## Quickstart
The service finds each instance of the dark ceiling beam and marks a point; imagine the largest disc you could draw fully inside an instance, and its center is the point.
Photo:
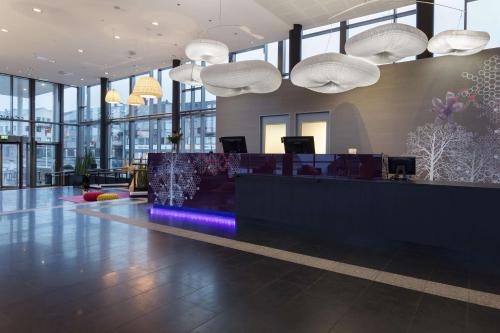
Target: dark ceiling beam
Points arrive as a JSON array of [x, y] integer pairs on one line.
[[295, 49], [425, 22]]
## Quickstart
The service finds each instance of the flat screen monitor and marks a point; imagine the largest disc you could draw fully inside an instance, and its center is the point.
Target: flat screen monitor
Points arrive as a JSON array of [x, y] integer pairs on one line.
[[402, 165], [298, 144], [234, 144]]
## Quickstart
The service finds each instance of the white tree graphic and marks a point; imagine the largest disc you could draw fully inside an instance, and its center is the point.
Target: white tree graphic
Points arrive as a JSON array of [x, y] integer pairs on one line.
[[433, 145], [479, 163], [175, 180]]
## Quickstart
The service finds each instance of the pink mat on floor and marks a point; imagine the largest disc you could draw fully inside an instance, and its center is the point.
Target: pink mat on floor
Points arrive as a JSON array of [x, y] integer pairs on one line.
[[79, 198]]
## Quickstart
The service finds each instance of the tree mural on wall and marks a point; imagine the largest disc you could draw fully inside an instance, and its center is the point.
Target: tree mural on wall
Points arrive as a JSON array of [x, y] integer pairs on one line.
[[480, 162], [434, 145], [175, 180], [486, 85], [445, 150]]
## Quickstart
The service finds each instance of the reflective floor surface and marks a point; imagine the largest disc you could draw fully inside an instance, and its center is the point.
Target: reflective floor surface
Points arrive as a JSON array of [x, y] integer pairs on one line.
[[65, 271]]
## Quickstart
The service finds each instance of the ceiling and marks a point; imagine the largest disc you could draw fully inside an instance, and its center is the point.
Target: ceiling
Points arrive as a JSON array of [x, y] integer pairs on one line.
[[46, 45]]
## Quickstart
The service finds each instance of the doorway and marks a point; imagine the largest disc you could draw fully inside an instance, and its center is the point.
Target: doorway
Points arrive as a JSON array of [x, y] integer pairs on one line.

....................

PROMPT
If pictures are present, they are dropped, and the entries above are written out word for word.

RESPONSE AREA
## Quickstart
The service finds each instance of the dark ceiling beam and marks a point; imagine the largest disc you could draw fully inside an instance, and its center is the point.
Photo:
Target: dark ceiling beam
Points arrive as a JSON array of [x, y] integer pairs on one line.
[[295, 49], [425, 22]]
## Quickstart
The service finds each instance of the flat screen monitor and marks a point; imagine the largest disc you could draw fully inside an instance, and its center is the point.
Target: flat screen monitor
Points arrive as a JSON array of [x, y] integer pairs on one line.
[[402, 165], [298, 144], [234, 144]]
## Quickstart
The service finds each instance of the white tree graphic and marks a point; imagine the largest disc you could draw fully inside an instance, and its center is the point.
Target: white tree graphic
Points arrive as a JSON array of [x, y] integer pairs on one line.
[[433, 145], [479, 163], [175, 180]]
## Quickstart
The service finds each instance of the pink mat on floor and marks a point; imagine the largest disc you could draw fully inside an instance, and its center is the point.
Target: pink mat on floor
Points arrive as a JSON array of [x, y] integer pairs on one line.
[[79, 198]]
## Quickstart
The service finds each instance of the tree mural on wall and marks a point; imagine the largest disc you could draw fully inside an instance, and its center is the point.
Target: tree mural on wall
Points arrive as a JSON array of [x, y] integer pairs on one line.
[[480, 162], [434, 145], [175, 180], [486, 85], [445, 150]]
## Quickstart
The service finds each instance of the reflective floor surface and marks a point; imagine the largest disc you could draw fully inside an instance, and its center is the point.
Target: reflective floor surface
Points arrive as a JSON array of [x, y] integer pairs on one line.
[[65, 271]]
## Quickstart
The service finds each instance of the ceiling and marks a point; imagine the largest disc you could draw fully inside an instance, and its center is the point.
Target: ceiling
Points arrive as a JSON array of [x, y] integer pairs on one line.
[[46, 45]]
## Quickstart
The service finds each instance of the doorway and marks a point; imagine the largest disc you could draw fully inside an instance, and its center is the point.
Target: doorway
Points arrive as a JSON array of [x, y] integer pairs on one line.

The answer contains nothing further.